[Part of a data file]
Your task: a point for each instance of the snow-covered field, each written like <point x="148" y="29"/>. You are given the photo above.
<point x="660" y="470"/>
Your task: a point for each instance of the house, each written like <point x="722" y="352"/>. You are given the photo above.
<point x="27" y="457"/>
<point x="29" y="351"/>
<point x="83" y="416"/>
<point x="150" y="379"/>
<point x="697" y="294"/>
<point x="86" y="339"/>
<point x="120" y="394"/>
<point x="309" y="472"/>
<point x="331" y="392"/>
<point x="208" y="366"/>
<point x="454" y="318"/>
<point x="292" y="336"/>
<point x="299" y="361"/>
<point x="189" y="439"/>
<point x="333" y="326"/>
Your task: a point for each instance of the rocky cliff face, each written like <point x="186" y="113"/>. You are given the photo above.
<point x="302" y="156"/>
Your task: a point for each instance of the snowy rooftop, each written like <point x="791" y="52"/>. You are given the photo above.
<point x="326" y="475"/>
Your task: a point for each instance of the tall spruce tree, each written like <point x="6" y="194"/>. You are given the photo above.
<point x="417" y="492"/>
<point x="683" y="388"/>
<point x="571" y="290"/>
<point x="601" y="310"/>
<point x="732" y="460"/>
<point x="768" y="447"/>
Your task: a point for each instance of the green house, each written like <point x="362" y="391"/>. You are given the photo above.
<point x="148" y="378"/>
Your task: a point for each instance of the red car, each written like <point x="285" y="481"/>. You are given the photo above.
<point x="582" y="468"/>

* [Stated exercise]:
Copy the lines above word for word.

* [Answer to the problem]:
Your task: a point for each instance of the snow-covered field, each written like <point x="148" y="29"/>. You are given the photo above.
<point x="660" y="470"/>
Your task: a point for each instance of the house, each written like <point x="722" y="352"/>. You are given the photo above.
<point x="27" y="457"/>
<point x="29" y="351"/>
<point x="83" y="416"/>
<point x="150" y="379"/>
<point x="697" y="294"/>
<point x="86" y="339"/>
<point x="120" y="394"/>
<point x="309" y="472"/>
<point x="331" y="392"/>
<point x="208" y="366"/>
<point x="454" y="318"/>
<point x="292" y="336"/>
<point x="299" y="361"/>
<point x="189" y="439"/>
<point x="333" y="326"/>
Your task: a point for each instance of the rocky cliff face, each written like <point x="186" y="113"/>. You are given the photo above.
<point x="302" y="156"/>
Your task: a point for each instance of the snowy rooftop, each written like <point x="791" y="52"/>. You are given the photo above.
<point x="326" y="475"/>
Your task: a point for each instance of the tall spruce tree, each written like <point x="6" y="194"/>. You are given the photo above.
<point x="417" y="492"/>
<point x="683" y="388"/>
<point x="571" y="290"/>
<point x="601" y="310"/>
<point x="732" y="460"/>
<point x="768" y="447"/>
Your task: a point for each instance of the green house, each written like <point x="362" y="391"/>. You are given the photo above.
<point x="148" y="378"/>
Your task: a point for each instance of the red car, each written like <point x="285" y="481"/>. You are given the photo above.
<point x="582" y="468"/>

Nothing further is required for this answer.